#### DATA FOR THIS EXERCISE ####

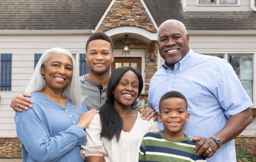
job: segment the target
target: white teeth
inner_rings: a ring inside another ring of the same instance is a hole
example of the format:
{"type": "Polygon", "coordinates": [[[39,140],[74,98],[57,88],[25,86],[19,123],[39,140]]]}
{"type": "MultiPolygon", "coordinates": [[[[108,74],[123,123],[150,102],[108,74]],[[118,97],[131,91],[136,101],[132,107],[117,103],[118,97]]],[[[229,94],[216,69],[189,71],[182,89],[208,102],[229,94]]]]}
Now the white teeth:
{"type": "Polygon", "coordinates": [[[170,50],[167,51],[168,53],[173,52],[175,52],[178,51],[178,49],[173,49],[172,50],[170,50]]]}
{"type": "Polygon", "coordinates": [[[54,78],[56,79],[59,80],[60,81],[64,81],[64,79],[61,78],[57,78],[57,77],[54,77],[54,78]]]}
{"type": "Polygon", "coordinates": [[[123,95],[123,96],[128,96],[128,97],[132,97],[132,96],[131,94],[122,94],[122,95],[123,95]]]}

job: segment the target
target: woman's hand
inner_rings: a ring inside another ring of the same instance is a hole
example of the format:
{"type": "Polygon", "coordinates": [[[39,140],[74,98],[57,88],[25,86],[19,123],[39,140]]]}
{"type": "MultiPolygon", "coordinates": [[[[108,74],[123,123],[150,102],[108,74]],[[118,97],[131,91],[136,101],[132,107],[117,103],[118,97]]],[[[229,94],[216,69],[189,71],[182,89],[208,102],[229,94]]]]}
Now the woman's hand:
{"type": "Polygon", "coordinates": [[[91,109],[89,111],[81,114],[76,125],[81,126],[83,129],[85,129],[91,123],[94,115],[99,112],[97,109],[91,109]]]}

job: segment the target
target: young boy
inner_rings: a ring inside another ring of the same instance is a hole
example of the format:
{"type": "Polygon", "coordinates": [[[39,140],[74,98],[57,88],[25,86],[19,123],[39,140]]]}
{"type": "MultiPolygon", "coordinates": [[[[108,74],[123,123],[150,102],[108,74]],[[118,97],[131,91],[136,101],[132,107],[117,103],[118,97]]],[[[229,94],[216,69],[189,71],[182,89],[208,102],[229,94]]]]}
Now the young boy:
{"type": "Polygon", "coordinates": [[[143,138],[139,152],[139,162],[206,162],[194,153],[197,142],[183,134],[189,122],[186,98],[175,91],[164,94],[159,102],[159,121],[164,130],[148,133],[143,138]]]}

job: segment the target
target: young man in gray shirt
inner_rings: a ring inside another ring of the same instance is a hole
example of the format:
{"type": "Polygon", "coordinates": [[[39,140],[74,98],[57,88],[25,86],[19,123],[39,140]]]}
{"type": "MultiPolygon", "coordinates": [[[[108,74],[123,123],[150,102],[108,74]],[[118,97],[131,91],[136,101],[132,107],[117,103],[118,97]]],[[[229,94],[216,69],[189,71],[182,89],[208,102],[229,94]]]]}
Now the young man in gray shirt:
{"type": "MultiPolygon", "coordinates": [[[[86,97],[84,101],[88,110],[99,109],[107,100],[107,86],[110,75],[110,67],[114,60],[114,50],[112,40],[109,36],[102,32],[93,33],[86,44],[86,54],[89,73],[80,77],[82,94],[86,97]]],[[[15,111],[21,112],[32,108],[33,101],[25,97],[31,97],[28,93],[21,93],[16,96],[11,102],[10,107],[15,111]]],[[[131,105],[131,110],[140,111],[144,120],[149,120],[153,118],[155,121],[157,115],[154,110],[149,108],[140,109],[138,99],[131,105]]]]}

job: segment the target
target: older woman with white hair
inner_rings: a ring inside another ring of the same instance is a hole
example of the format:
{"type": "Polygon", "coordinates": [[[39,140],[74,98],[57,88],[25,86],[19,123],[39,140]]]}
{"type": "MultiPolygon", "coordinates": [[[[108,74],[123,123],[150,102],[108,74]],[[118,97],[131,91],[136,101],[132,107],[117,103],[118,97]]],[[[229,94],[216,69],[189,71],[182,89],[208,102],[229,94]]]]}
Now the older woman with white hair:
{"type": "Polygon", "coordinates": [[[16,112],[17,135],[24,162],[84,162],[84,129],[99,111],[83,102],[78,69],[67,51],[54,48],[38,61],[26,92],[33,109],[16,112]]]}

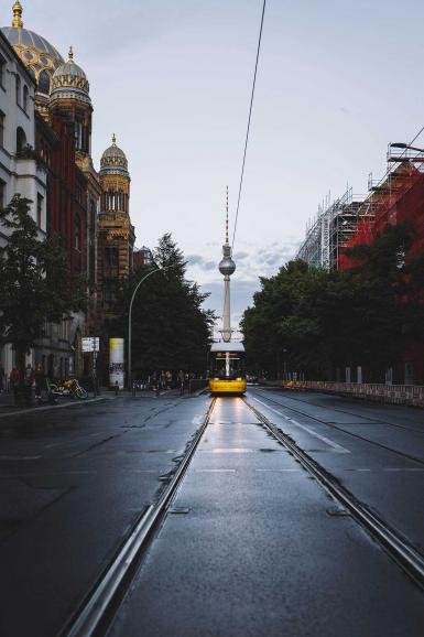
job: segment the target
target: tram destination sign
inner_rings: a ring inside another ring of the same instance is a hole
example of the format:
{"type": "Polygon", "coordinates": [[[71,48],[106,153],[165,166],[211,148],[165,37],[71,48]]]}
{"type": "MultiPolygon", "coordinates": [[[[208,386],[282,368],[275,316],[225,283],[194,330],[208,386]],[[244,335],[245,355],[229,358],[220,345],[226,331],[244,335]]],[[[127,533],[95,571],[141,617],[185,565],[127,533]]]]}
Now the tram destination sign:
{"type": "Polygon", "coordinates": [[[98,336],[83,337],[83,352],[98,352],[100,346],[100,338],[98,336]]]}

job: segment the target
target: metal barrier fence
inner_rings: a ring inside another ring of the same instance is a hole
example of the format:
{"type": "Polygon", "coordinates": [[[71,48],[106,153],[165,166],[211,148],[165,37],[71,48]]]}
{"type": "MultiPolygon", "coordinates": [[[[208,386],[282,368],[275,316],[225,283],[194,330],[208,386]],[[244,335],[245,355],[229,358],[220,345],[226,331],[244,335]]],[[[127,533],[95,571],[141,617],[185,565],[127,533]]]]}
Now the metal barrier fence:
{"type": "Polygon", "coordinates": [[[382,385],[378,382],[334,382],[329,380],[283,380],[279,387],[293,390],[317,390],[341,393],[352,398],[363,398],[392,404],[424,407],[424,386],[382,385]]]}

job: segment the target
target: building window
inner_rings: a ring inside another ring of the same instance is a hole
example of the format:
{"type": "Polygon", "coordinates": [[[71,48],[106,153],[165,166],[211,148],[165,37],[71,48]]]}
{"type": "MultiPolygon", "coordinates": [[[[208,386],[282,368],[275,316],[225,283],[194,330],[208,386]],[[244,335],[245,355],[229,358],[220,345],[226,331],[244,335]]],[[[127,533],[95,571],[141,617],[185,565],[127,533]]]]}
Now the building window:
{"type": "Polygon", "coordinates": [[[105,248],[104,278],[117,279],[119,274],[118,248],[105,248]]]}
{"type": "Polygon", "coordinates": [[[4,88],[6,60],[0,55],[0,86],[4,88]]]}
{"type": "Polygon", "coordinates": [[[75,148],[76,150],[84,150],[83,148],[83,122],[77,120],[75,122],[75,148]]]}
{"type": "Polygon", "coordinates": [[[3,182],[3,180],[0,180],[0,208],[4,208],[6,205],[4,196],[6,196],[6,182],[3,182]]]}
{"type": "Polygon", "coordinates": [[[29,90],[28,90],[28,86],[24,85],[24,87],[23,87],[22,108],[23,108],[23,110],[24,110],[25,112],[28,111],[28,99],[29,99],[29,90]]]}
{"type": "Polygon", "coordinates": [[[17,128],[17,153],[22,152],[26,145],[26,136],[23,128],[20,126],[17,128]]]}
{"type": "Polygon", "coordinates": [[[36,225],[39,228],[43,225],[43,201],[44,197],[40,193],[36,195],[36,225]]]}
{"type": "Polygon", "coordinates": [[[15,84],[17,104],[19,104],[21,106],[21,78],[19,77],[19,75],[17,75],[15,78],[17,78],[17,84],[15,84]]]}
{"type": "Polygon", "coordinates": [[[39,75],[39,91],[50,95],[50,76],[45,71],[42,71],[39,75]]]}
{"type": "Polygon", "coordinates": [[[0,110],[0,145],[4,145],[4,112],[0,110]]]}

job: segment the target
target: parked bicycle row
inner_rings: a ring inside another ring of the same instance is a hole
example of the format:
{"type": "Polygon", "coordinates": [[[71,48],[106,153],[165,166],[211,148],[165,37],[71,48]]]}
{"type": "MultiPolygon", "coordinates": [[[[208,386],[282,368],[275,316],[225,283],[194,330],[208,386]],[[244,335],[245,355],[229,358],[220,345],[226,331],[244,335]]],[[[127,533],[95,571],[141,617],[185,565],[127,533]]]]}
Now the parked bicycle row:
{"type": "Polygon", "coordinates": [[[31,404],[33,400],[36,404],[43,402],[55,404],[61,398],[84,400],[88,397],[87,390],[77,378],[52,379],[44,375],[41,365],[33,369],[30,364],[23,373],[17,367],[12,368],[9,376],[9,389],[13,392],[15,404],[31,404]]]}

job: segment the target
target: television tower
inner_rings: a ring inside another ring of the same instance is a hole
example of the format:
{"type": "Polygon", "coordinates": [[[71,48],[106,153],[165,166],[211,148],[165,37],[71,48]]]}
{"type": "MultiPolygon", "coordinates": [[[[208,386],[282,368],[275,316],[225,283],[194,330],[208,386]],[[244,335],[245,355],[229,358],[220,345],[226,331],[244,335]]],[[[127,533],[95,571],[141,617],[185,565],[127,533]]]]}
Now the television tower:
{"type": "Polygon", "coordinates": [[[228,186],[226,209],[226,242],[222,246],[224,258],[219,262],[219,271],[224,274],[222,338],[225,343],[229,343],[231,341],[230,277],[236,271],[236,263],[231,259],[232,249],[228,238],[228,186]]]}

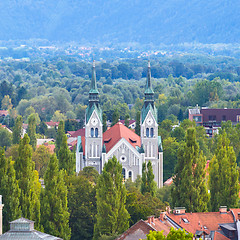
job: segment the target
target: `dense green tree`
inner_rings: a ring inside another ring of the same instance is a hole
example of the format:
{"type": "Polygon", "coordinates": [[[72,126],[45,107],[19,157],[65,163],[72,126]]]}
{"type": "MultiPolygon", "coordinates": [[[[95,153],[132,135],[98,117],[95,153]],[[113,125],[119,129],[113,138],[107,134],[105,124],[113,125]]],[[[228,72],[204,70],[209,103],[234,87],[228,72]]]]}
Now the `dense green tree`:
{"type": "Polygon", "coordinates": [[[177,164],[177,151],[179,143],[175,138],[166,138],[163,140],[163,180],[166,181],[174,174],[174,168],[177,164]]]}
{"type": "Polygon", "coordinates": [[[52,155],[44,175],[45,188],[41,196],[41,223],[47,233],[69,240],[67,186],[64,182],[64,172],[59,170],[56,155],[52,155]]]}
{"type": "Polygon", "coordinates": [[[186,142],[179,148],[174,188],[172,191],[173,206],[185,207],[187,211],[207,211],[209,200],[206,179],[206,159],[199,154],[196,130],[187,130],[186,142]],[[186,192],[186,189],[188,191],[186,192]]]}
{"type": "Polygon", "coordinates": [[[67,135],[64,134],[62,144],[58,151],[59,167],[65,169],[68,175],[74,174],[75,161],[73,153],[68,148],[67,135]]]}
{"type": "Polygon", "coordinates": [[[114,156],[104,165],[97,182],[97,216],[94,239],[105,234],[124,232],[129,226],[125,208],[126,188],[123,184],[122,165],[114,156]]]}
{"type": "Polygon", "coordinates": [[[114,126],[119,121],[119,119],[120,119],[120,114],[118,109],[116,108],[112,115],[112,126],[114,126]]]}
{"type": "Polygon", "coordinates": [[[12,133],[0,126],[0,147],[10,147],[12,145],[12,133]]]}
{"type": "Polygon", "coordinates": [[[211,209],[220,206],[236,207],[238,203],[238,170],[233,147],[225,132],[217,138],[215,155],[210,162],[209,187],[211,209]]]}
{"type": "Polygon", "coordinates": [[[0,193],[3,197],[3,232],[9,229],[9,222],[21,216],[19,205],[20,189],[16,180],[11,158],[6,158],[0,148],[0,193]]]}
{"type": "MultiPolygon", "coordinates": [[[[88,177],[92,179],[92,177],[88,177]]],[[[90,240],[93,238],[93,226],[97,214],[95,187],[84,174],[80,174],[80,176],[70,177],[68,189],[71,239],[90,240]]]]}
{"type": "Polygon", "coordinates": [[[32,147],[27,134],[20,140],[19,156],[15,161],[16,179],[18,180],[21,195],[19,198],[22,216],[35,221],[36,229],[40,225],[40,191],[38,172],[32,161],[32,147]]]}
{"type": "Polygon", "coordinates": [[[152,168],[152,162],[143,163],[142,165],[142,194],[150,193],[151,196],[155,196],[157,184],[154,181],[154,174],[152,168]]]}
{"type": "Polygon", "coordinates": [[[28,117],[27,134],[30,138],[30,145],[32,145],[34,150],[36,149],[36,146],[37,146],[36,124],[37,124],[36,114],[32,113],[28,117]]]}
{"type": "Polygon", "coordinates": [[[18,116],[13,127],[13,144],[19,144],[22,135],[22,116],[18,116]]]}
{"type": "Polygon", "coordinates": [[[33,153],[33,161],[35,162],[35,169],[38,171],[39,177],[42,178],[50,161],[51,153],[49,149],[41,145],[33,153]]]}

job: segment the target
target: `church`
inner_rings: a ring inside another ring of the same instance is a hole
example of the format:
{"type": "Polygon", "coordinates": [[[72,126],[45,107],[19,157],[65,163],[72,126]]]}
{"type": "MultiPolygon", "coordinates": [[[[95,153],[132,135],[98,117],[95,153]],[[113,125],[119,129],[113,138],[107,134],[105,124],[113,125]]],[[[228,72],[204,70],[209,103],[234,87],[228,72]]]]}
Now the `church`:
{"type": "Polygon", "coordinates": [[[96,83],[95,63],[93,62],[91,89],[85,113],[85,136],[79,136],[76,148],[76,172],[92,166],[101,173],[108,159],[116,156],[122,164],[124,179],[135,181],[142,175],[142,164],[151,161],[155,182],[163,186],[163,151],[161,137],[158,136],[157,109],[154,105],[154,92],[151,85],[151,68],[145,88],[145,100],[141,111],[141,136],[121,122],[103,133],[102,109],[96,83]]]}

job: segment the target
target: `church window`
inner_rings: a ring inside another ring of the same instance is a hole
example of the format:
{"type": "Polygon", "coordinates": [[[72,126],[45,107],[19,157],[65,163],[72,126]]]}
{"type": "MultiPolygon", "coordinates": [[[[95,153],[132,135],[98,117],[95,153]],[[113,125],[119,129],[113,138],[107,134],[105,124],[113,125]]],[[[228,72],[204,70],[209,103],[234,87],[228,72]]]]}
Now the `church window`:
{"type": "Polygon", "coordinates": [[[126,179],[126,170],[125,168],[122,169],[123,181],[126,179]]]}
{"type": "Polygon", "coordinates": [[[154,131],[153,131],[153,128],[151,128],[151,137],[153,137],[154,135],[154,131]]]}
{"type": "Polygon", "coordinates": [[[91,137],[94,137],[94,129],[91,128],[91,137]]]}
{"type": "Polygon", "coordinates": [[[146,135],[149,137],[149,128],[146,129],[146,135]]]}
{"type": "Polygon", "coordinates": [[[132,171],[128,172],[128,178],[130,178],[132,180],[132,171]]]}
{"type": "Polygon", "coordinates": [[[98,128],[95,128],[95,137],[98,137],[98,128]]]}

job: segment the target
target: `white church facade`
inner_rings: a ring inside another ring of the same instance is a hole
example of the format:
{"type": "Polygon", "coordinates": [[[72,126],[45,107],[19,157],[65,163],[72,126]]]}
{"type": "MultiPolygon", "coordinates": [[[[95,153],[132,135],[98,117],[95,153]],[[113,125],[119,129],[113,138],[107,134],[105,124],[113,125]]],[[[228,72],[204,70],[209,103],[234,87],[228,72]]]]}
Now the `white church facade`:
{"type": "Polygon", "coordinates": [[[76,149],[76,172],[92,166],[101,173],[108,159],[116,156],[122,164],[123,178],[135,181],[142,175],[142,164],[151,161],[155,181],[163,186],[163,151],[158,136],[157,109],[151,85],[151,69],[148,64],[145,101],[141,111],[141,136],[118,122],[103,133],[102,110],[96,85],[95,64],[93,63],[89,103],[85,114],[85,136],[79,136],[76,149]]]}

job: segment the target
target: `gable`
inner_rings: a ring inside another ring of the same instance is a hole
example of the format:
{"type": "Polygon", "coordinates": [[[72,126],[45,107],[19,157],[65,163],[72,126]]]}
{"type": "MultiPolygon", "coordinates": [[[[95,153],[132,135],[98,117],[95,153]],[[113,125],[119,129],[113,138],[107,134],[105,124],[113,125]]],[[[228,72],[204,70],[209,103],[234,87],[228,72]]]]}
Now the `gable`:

####

EXERCISE BRIEF: Please print the lines starting with the first line of the rows and going on through the line with "Now the white", reproducing each one unchanged. Leave the pictures out of your answer.

SOLVED PROBLEM:
job: segment the target
target: white teeth
inner_rings: a ring inside another ring of the same instance is a hole
example of the format:
{"type": "Polygon", "coordinates": [[[39,140],[74,98],[57,88],[25,86],[19,123],[39,140]]]}
{"type": "MultiPolygon", "coordinates": [[[[108,74],[123,123],[150,102],[108,74]],[[118,97],[131,91],[136,101],[132,107],[117,103],[118,97]]],[[[229,94],[216,69],[189,71],[182,89],[208,102],[229,94]]]]}
Now the white teeth:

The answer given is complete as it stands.